┌─ Selected extract

Equivalence of Definitions of Limit Point of Filter Basis
Theorem
The following definitions of the concept of Limit Point of Filter Basis are equivalent:
Let $T = \struct {S, \tau}$ be a topological space.
Let $\FF$ be a filter on the underlying set $S$ of $T$.
Let $\BB$ be a filter basis of $\FF$.
Definition 1
A point $x \in S$ is called a limit point of $\BB$ if and only if $\FF$ converges on $x$.
$\BB$ is likewise said to converge on $x$.
Definition 2
A point $x \in S$ is called a limit point of $\BB$ if and only if every neighborhood of $x$ contains a set of $\BB$.
Proof
Let $\FF$ be a filter on $S$.
Let $\BB$ be a filter basis of $\FF$.
$(1)$ implies $(2)$
Let $x \in S$ be a limit Point of $\BB$ by definition $1$.

└─

Task A:
Reproduce the filter basis text word for word, from "Let $\FF$ be a filter on the" up to and including "filter on $S$.".
Task B:
Carry the filter basis proof forward from its last sentence.
The material that comes next has no connection to the filter basis text.

┌─ Supplied information

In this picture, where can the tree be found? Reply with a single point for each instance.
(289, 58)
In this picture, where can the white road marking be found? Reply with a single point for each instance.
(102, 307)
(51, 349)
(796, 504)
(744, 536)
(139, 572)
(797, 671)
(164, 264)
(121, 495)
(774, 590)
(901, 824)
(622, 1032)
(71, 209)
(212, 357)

└─

Expected output A:
Let $\FF$ be a filter on the underlying set $S$ of $T$.
Let $\BB$ be a filter basis of $\FF$.
Definition 1
A point $x \in S$ is called a limit point of $\BB$ if and only if $\FF$ converges on $x$.
$\BB$ is likewise said to converge on $x$.
Definition 2
A point $x \in S$ is called a limit point of $\BB$ if and only if every neighborhood of $x$ contains a set of $\BB$.
Proof
Let $\FF$ be a filter on $S$.

Expected output B:
Then by definition $\FF$ converges on $x$.
By definition of convergent filter:
- $\forall N_x \subseteq S: N_x \in \FF$
where $N_x$ is a neighborhood of $x$.
That is, every neighborhood of $x$ is an element of $\FF$.
By definition of filter basis:
- $\forall U \in \FF: \exists V \in \BB: V \subseteq U$
But we have shown that $N_x \in \FF$.
Therefore:
- $\exists V \in \BB: V \subseteq N_x$
That is, every neighborhood of $x$ contains a set of $\BB$.
Thus $x \in S$ is a limit Point of $\BB$ by definition $2$.
$\Box$
$(2)$ implies $(1)$
Let $x \in S$ be a limit Point of $\BB$ by definition $2$.
Then by definition every neighborhood of $x$ contains a set of $\BB$.
By definition of filter basis, $\FF := \set {V \subseteq X: \exists U \in \BB: U \subseteq V}$ is a filter on $S$ if and only if:
- $\forall V_1, V_2 \in \BB: \exists U \in \BB: U \subseteq V_1 \cap V_2$
But then letting $V_1 = V_2 = V$, we have:
- $\forall V \in \BB: \exists U \in \BB: U \subseteq V$
and so $V \in \FF$.
Thus every neighborhood of $x$ is an element of $\FF$.
Thus, by definition, $\FF$ converges on $x$.
Thus $x \in S$ is a limit Point of $\BB$ by definition $1$.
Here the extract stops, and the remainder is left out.